Why is Baby Charlie Gard’s Government-appointed Guardian a Euthanasia Activist? Does It Matter?

So now we learn that Baby Charlie Gard’s guardian is a euthanasia activist who is Chairman of Compassion in Dying, an “end-of-life” advocacy group with a sister organization that supports assisted suicide.

This should not be a surprise.

In a July 19, 2017 New York Times op-ed “Charlie Gard and Our Moral Confusion”, Kenan Malik, who wrote a book on morality and ethics on moral issues, argues:

“In Charlie’s case, the judges decided that it is in his interest to die even with a possibility of treatment. Mr. Conway, in contrast, wants to be allowed to die in dignity, but the law will not permit it. His motor neuron disease is incurable, and he is not expected to live beyond 12 months. His condition is painful, and will become more so. He wants doctors to be able to give him a lethal injection when he decides that it is time to end his life. Under British law, it would be a criminal offense for a doctor to do so.”

“Death with dignity” is the catchphrase and death is considered the ideal end in both of these cases when viewed through the prism of so-called “dignity”.

Unfortunately, this “death with dignity” must be enforced through laws and courts and even down to the medical personnel involved.

“DEATH WITH DIGNITY” AND ITS’ OTHER VICTIMS

In June, a Canadian home health nurse was faced with the option of participating in assisted suicide with her patients or resigning. She resigned and yet another dedicated nurse was lost to the principle of a right to “death with dignity”.

Provided information:
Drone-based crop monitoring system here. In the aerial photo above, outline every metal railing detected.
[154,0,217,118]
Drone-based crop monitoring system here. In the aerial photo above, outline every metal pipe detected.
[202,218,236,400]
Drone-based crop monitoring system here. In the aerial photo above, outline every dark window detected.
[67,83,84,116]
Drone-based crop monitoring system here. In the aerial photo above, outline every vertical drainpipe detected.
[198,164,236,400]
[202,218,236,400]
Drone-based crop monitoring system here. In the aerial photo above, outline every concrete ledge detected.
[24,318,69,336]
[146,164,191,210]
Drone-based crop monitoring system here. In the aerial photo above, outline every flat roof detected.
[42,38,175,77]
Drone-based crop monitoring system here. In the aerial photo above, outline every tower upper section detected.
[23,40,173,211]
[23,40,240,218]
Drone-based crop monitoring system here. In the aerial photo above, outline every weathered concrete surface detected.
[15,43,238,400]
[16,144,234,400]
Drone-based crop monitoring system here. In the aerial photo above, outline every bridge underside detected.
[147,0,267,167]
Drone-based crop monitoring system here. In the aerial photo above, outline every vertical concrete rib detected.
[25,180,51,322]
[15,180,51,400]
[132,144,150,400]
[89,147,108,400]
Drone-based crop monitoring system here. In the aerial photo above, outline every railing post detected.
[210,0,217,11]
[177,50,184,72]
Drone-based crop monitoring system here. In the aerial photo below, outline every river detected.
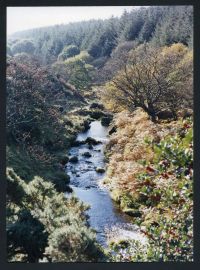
[66,121,144,246]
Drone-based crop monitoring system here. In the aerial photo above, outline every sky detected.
[7,6,141,35]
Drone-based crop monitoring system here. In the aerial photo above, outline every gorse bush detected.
[7,168,104,262]
[108,119,193,261]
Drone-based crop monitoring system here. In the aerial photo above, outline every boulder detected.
[156,110,174,120]
[69,156,78,163]
[108,126,117,135]
[83,120,91,131]
[90,111,105,120]
[101,116,112,127]
[90,102,104,110]
[82,152,92,158]
[95,167,105,173]
[85,137,102,145]
[60,156,69,166]
[71,141,85,146]
[123,208,142,217]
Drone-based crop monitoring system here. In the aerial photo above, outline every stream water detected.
[66,121,144,246]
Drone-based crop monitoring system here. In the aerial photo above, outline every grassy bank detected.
[104,110,193,261]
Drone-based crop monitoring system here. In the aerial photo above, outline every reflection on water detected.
[66,121,145,245]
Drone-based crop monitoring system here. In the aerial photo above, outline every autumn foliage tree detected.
[104,44,192,120]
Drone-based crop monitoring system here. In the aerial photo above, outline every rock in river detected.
[95,167,105,173]
[85,137,102,145]
[69,156,78,163]
[82,152,92,157]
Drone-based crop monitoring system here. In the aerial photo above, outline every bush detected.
[58,45,80,61]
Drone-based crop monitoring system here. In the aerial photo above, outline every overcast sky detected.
[7,6,141,35]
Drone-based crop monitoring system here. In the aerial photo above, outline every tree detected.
[58,45,80,61]
[105,44,192,121]
[11,39,35,54]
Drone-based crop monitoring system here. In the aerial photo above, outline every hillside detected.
[6,6,193,262]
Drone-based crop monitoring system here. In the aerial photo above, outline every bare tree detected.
[108,44,191,121]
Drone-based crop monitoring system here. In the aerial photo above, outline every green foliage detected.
[103,44,193,118]
[108,119,193,262]
[7,209,48,262]
[11,39,35,54]
[7,169,104,262]
[9,6,193,64]
[58,45,80,61]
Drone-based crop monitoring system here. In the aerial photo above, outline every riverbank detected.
[66,120,144,248]
[101,110,193,261]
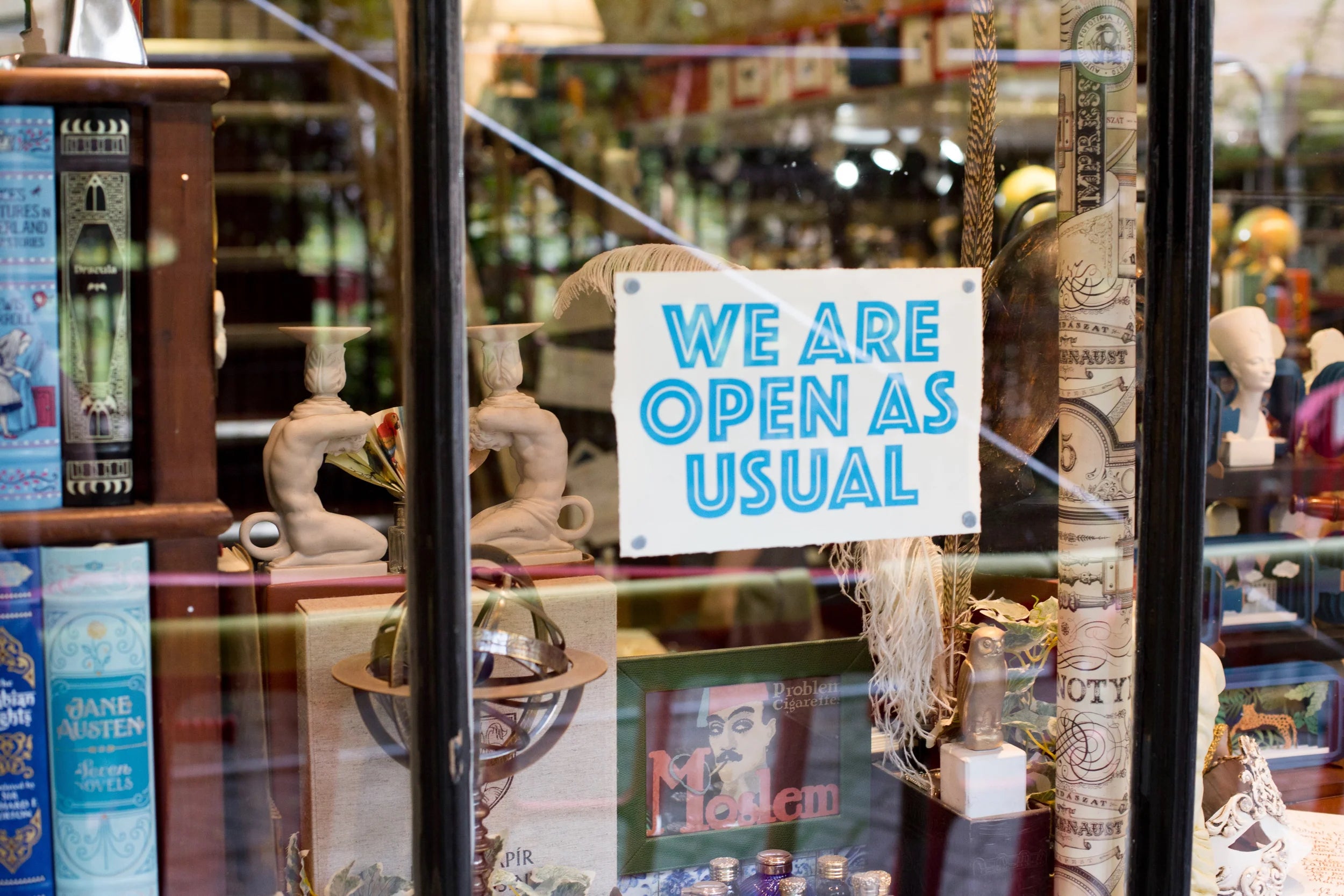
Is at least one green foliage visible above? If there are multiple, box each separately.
[323,863,416,896]
[1218,681,1329,747]
[285,833,316,896]
[959,598,1059,778]
[1284,681,1331,716]
[277,834,411,896]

Problems and tasks:
a. In the Charlie Gard article, condense the paragraph beginning "In Charlie's case, the judges decided" into a short bulleted list that keeps its main facts.
b. Proceed with the Charlie Gard article, picking up after its last sentence.

Answers in order:
a.
- Judges decided it is in Charlie's interest to die, even though treatment was possible.
- Mr. Conway wants to be allowed to die with dignity, but the law will not permit it.
- His motor neuron disease is incurable and painful, will grow more painful, and he is not expected to live beyond 12 months.
- He wants doctors to be able to give him a lethal injection when he decides it is time, but British law would make that a criminal offense for the doctor.

b.
However, Mary Jean Martin was afforded no dignity or rights herself. She was at the mercy of a new health care law that now mandates participation in medical lethal overdoses, an act considered medical murder before.

Ms. Martin called being forced to choose between her conscience and her job a “violation of my human rights.” She wrote:

“Why has my right to peacefully follow my own beliefs within a free and inclusive society been suddenly taken away from me?” she said.

“After 30 years as a nurse these laws make me feel no longer proud of being either a health care professional in this country or Canadian citizen,” she added.

The forced normalization of assisted suicide/euthanasia radically changes medicine for the healthy as well as the ill when only medical professionals willing to participate in assisted suicide/euthanasia are allowed to practice their professions.

CONCLUSION

Whether the issue is denial of food and water to brain-injured people, futility determinations overriding patients’ and families’ decisions, denying potentially beneficial experimental treatment or forcing medical personnel to participate in lethal overdoses, etc., the word “choice” in these cases is a misnomer when only the choice for death is considered “dignified”.